### [EXERCISE OBJECTIVE]
Could you change "blue sky" to "cloudy sky" in the records from the line with "Please pick out the hair" through the end of the records, repeating only those lines with nothing else altered?

○ ○ ○

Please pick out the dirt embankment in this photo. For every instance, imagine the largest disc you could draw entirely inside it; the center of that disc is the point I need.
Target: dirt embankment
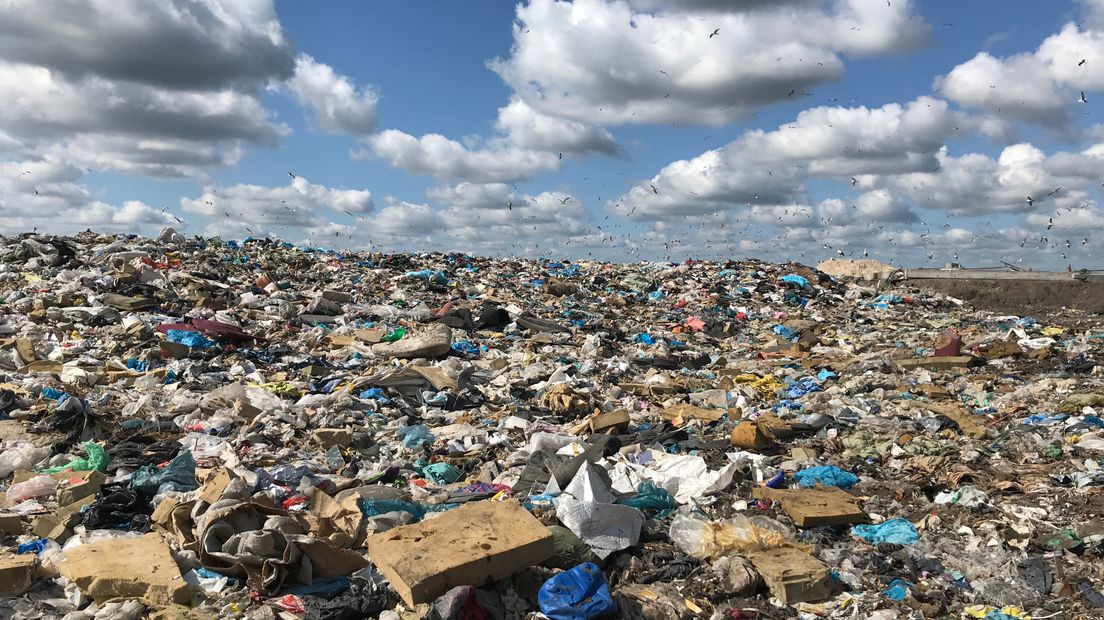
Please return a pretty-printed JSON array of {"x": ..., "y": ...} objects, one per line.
[{"x": 1021, "y": 297}]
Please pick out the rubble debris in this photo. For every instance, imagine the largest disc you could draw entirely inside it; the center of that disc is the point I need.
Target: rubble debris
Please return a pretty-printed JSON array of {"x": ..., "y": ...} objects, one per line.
[
  {"x": 467, "y": 546},
  {"x": 126, "y": 567},
  {"x": 811, "y": 508},
  {"x": 794, "y": 576},
  {"x": 16, "y": 574},
  {"x": 258, "y": 429}
]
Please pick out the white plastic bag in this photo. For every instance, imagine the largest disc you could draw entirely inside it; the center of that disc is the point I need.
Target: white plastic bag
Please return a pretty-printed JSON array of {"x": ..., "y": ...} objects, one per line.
[
  {"x": 22, "y": 456},
  {"x": 34, "y": 488}
]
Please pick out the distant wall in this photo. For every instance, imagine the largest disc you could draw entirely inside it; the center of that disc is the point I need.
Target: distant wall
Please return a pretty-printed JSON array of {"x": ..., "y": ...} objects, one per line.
[{"x": 1020, "y": 297}]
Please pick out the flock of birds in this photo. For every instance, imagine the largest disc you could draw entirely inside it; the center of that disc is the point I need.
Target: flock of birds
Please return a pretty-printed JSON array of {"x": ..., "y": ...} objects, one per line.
[{"x": 715, "y": 236}]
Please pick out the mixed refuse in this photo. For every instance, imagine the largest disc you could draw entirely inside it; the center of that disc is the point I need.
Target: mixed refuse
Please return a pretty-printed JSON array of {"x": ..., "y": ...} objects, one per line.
[{"x": 207, "y": 428}]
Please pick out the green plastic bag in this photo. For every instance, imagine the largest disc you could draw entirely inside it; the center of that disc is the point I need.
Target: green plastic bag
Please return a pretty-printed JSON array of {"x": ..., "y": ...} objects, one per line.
[
  {"x": 650, "y": 500},
  {"x": 97, "y": 459},
  {"x": 178, "y": 476},
  {"x": 442, "y": 473}
]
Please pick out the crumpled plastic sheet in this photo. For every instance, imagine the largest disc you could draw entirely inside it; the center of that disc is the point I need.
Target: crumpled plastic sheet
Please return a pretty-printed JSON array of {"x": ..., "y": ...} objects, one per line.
[{"x": 826, "y": 474}]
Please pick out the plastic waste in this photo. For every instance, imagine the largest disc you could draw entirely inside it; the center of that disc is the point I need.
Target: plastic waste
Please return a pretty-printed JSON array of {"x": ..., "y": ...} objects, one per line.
[
  {"x": 33, "y": 488},
  {"x": 895, "y": 531},
  {"x": 21, "y": 457},
  {"x": 704, "y": 538},
  {"x": 96, "y": 459},
  {"x": 579, "y": 594},
  {"x": 414, "y": 437},
  {"x": 179, "y": 474},
  {"x": 826, "y": 474},
  {"x": 654, "y": 501},
  {"x": 192, "y": 340},
  {"x": 442, "y": 473}
]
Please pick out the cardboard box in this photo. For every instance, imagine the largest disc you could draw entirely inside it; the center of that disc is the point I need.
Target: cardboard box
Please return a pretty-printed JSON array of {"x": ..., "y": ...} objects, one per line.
[{"x": 467, "y": 546}]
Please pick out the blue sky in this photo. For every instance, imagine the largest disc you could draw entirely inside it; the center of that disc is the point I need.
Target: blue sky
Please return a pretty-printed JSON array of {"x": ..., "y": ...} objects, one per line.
[{"x": 345, "y": 95}]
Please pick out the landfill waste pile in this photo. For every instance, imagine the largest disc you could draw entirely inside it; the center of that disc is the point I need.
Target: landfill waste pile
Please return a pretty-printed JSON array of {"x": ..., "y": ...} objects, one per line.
[
  {"x": 859, "y": 268},
  {"x": 202, "y": 428}
]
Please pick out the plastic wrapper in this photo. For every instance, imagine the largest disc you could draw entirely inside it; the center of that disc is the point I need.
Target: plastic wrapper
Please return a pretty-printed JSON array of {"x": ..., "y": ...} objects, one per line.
[
  {"x": 21, "y": 457},
  {"x": 179, "y": 474},
  {"x": 33, "y": 488},
  {"x": 704, "y": 538}
]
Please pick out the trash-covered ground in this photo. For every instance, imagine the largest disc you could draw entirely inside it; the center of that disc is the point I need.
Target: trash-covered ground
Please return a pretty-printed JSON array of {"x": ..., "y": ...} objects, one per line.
[{"x": 204, "y": 428}]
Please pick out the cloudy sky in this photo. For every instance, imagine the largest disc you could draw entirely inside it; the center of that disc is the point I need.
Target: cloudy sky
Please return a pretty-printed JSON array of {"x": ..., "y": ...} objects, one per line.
[{"x": 915, "y": 131}]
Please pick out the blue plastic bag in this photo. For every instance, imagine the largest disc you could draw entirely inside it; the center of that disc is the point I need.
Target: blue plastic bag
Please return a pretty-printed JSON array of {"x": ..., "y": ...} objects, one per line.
[
  {"x": 897, "y": 531},
  {"x": 32, "y": 546},
  {"x": 897, "y": 590},
  {"x": 442, "y": 473},
  {"x": 375, "y": 394},
  {"x": 826, "y": 474},
  {"x": 802, "y": 387},
  {"x": 373, "y": 508},
  {"x": 414, "y": 437},
  {"x": 193, "y": 340},
  {"x": 579, "y": 594},
  {"x": 466, "y": 348},
  {"x": 651, "y": 500},
  {"x": 795, "y": 279}
]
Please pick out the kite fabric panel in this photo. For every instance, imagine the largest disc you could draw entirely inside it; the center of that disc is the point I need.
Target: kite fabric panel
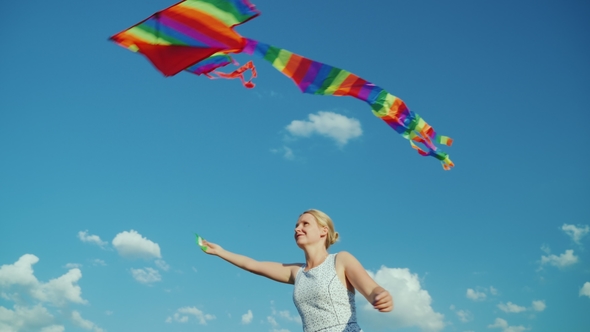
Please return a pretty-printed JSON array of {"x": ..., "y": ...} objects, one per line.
[{"x": 197, "y": 36}]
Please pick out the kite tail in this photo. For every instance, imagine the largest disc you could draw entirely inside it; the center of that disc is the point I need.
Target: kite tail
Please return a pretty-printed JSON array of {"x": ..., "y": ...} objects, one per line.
[{"x": 321, "y": 79}]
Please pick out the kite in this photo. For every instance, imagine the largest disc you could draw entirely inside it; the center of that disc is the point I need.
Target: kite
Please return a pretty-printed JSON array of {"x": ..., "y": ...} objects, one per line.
[
  {"x": 199, "y": 240},
  {"x": 198, "y": 36}
]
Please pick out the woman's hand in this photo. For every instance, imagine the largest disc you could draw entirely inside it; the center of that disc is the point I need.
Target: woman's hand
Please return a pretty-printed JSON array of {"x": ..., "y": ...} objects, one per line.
[
  {"x": 212, "y": 248},
  {"x": 382, "y": 300}
]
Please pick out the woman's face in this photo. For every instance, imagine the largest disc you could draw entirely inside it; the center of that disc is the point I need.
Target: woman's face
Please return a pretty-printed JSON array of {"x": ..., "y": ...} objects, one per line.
[{"x": 307, "y": 230}]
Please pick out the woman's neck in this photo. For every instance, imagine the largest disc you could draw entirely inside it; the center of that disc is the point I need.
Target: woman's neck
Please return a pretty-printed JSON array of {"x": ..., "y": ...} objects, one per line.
[{"x": 315, "y": 256}]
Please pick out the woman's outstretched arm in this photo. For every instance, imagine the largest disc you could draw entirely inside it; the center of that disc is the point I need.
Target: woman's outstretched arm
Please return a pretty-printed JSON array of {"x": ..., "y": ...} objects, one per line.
[
  {"x": 378, "y": 296},
  {"x": 276, "y": 271}
]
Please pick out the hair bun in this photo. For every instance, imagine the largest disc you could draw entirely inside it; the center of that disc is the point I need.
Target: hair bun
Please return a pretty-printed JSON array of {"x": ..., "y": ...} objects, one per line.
[{"x": 334, "y": 238}]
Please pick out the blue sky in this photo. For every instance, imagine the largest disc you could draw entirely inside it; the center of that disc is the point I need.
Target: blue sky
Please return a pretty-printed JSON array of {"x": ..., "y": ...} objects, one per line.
[{"x": 107, "y": 168}]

○ ○ ○

### [OUTPUT BELOW]
Please pick out the hair bun in this photo. For every instance, imagine the largest disc you could draw entirely inside it; the center of that disc is the point I need.
Target: hair bun
Please return a pretty-printed JSON array of {"x": ..., "y": ...} objects, one per line.
[{"x": 334, "y": 238}]
Please pick out the cloudy sky in this photo. For every instance, imagine the largest disc you could draw entirely inside it; the center of that disc is the point I need.
Target: cloudy sky
Please return a pretty-printed JSON array of {"x": ..., "y": ...} objects, one per line.
[{"x": 107, "y": 168}]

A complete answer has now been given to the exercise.